• Collection entries

________________________

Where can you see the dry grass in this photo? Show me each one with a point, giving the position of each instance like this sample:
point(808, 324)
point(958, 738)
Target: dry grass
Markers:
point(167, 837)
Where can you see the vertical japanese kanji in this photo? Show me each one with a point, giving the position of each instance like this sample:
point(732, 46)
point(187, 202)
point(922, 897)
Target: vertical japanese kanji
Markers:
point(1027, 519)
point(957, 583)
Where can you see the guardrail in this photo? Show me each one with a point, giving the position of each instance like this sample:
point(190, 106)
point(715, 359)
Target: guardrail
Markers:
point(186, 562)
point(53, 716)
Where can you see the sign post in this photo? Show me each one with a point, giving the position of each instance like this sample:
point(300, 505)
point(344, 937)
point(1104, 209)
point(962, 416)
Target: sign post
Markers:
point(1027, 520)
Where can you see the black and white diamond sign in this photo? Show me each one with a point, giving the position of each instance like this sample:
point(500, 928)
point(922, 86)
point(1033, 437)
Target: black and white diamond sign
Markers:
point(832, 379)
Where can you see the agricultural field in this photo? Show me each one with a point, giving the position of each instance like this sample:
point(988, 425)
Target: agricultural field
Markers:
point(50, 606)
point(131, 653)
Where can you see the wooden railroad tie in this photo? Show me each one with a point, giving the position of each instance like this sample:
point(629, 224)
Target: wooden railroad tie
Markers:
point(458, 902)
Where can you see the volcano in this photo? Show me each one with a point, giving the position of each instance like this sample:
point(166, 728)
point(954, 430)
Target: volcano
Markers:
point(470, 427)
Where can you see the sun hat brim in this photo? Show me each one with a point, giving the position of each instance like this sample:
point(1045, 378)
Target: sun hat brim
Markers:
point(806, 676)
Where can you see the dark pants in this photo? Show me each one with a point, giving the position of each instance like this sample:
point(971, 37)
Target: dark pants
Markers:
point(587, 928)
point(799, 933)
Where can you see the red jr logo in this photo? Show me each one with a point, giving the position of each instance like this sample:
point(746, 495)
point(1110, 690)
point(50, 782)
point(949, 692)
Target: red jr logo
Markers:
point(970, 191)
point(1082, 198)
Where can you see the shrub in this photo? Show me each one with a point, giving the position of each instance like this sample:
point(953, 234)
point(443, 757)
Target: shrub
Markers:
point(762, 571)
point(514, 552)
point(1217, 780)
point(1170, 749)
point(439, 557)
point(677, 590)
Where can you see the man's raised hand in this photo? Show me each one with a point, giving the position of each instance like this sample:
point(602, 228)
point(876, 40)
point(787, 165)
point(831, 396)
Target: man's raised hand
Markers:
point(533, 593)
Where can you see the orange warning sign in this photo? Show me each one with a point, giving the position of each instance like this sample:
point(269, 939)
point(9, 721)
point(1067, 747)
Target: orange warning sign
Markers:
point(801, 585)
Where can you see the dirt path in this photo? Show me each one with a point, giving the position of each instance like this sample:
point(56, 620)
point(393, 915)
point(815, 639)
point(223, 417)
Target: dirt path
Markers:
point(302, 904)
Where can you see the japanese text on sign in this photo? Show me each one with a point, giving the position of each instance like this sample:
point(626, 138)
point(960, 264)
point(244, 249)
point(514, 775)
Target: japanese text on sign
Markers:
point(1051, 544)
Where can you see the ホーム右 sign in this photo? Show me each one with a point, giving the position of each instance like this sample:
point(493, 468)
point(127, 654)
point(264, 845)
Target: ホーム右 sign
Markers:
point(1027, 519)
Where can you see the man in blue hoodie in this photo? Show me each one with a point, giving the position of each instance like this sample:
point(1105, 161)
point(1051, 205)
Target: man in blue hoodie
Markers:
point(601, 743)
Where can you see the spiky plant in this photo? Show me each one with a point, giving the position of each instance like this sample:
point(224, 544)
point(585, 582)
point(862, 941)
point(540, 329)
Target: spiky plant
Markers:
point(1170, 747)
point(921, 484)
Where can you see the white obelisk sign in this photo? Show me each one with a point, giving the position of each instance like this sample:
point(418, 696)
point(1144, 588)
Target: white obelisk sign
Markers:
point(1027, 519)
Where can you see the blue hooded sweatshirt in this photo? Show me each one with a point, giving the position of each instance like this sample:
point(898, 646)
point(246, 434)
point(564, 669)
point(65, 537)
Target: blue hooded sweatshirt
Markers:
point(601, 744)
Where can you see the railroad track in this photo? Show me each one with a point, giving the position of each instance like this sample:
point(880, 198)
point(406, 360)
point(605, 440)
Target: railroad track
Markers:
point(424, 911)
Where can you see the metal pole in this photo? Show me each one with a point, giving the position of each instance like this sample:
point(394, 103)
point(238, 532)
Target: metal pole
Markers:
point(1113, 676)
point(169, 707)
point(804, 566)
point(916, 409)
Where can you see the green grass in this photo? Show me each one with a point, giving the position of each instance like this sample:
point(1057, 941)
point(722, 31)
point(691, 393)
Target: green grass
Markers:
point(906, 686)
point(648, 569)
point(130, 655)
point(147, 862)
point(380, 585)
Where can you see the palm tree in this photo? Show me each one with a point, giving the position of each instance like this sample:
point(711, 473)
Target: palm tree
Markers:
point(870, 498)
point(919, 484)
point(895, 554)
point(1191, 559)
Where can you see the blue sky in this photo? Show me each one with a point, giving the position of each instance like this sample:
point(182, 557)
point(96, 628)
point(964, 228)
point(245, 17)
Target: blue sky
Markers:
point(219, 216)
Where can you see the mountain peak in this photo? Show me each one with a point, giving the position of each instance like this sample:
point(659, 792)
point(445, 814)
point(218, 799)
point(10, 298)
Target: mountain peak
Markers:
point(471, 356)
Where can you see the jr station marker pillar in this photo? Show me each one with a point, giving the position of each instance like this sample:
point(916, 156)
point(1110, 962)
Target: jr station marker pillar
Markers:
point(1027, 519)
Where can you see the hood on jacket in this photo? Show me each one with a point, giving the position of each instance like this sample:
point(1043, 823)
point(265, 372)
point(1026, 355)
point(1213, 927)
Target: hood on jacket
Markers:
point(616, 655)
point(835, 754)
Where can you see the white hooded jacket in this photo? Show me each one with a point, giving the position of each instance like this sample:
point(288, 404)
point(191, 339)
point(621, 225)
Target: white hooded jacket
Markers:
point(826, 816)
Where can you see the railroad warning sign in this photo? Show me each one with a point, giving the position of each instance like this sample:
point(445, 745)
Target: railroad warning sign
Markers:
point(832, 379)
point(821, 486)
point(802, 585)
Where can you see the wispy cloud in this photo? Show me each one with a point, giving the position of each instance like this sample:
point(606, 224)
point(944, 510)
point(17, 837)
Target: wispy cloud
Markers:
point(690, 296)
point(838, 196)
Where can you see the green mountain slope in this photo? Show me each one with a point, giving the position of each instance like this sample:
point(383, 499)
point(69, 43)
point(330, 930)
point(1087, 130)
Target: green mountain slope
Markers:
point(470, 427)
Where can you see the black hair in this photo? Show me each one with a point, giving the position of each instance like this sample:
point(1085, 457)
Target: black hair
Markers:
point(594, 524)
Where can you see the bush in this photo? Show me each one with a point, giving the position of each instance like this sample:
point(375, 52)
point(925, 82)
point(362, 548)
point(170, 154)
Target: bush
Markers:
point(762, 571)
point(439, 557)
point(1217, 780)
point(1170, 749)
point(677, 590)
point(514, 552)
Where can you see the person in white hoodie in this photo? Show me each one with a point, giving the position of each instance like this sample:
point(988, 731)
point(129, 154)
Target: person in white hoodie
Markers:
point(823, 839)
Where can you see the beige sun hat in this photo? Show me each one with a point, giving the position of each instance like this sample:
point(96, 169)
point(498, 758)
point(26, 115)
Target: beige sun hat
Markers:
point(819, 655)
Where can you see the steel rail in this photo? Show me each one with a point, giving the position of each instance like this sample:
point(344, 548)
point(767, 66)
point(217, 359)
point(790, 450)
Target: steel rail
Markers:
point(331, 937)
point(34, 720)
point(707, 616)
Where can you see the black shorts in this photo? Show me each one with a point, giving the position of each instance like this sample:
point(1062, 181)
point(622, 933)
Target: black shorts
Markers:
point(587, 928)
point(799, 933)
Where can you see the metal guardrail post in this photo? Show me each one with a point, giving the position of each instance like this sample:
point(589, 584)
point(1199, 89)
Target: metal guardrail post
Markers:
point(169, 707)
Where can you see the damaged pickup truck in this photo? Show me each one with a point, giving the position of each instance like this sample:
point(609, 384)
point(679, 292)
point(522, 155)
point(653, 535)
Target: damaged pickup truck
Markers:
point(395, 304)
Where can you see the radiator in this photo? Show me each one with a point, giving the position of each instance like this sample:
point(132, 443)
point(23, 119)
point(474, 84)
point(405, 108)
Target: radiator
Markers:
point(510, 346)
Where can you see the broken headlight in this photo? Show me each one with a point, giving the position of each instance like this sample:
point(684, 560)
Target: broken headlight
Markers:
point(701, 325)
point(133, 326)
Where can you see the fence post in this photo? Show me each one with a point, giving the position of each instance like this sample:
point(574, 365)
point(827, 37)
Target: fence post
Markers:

________________________

Copy out the entries exactly. Begin at the first line and end with the line that has "Target: guardrail".

• Result
Where can you see the dry grass in this photo? Show me each one with a point, giving the position of each instance like this sample:
point(808, 324)
point(958, 738)
Target: dry grass
Markers:
point(167, 837)
Where can you see the vertical japanese kanji in this photo? Show me each one with a point, giving the position of each instance like this sample:
point(732, 46)
point(187, 202)
point(922, 897)
Target: vertical japanese kanji
Markers:
point(1027, 519)
point(957, 583)
Where can you see the guardrail in this photo? Show me each one with a point, giving the position of each instance like this sample:
point(190, 106)
point(715, 359)
Target: guardrail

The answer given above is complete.